### DOCUMENT SECTION
* * * * *

Pitch

Question 1

What is Pitch?

Answer 1

part of a sound that makes you able to organize it on a musical scale
part of auditory sensation associated musical melodies

Question 2

Range of Pitch in Frequency

Answer 2

From 30 - 4500 Hz
Piano ranges from 27.5 Hz to 4200 Hz
Above 5000 Hz something is different between frequencies but no longer a musical aspect to it

Question 3

DL or JND

Answer 3

Difference Limen or Just Noticeable Difference

• dependent on frequency, sound level, duration of tone, & suddenness of frequency change
• need to be at least this far apart to tell the difference

Question 4

Human frequency discrimination vs piano keys

Answer 4

We hear frequency changes far better than the difference between piano keys - you could put another 29 keys in between

Question 5

What is the Frequency Difference Limen at 1000 Hz?

Answer 5

2 Hz

Question 6

Frequency Discrimination

Answer 6

• measured in % of frequency (graph x: frequency (kHz), y: Frequency difference Limen (%)
• starts to go way higher at 4000 Hz

Question 7

Phase Locking

Answer 7

• looking at the time of the neuron firing
• look at each cycle separately and plot when the neuron fired - compared to the start of each cycle
• plot in a histogram to be able to see at what time each happened - usually

Question 8

Where does phase locking occur most often?

Answer 8

The first half of the cycle (above the line) very few happen after that

Question 9

What about phase locking helps in pitch discrimination?

* * * * *

### RAW DATA
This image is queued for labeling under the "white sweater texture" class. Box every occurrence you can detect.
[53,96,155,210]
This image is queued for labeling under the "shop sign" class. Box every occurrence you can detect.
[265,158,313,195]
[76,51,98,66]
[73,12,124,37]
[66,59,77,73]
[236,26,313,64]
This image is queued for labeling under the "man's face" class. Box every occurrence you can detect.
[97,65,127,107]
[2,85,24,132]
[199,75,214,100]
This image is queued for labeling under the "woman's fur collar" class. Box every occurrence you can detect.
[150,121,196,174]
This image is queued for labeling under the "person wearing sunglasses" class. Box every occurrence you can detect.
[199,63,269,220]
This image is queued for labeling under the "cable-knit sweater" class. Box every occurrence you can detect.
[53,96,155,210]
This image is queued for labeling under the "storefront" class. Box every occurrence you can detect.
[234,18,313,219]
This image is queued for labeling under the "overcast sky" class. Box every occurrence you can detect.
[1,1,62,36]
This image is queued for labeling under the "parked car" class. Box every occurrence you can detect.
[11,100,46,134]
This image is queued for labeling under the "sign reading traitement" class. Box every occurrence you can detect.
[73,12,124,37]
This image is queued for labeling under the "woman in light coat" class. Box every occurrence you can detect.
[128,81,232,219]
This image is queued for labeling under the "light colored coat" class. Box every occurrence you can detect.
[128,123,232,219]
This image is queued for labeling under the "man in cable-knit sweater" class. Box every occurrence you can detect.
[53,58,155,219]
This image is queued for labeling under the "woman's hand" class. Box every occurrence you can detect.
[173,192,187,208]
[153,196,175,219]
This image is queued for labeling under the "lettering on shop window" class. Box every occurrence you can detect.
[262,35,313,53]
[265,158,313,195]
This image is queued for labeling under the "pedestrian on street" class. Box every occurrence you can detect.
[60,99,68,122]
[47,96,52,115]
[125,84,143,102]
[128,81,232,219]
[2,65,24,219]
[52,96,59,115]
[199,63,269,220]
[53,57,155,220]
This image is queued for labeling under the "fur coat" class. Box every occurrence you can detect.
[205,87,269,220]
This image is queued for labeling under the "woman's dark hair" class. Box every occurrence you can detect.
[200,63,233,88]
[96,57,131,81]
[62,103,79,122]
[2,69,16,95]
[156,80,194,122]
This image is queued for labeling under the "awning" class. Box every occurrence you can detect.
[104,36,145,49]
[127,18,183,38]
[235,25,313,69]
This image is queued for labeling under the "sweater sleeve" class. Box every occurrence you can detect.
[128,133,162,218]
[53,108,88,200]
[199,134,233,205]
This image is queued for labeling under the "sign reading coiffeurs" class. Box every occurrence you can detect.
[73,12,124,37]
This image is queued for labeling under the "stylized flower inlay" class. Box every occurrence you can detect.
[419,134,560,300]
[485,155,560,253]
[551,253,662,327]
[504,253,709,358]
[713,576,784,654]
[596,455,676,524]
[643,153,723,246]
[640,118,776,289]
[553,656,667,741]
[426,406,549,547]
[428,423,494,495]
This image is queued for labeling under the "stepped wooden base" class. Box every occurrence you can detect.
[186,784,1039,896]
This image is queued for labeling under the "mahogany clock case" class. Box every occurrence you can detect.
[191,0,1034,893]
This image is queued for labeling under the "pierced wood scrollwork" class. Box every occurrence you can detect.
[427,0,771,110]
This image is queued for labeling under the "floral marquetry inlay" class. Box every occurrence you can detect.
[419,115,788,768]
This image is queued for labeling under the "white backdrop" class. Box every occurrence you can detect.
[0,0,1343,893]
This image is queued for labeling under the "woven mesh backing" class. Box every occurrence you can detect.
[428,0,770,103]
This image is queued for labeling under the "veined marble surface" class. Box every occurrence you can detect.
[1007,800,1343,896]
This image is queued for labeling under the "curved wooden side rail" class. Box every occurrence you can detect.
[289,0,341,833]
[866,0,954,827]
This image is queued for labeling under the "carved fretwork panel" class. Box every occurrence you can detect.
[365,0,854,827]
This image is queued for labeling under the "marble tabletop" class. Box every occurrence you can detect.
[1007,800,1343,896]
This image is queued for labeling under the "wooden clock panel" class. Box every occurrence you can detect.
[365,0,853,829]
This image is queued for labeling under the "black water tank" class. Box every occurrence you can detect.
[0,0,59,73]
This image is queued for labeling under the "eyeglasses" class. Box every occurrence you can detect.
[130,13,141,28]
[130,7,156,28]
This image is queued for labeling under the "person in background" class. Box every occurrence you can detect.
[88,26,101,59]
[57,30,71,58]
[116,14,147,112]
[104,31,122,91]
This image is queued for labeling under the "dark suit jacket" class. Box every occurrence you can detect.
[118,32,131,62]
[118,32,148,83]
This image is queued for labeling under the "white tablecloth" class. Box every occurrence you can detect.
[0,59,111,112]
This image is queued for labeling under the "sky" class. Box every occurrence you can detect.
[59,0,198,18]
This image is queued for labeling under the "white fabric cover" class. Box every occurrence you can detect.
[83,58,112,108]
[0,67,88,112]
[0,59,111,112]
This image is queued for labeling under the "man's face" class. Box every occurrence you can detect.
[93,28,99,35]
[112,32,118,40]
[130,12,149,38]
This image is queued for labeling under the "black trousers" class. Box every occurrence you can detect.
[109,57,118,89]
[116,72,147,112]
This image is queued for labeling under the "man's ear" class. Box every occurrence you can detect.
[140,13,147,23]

* * * * *

In the pitch notes, what frequency range does the piano cover?

From 27.5 Hz to 4200 Hz.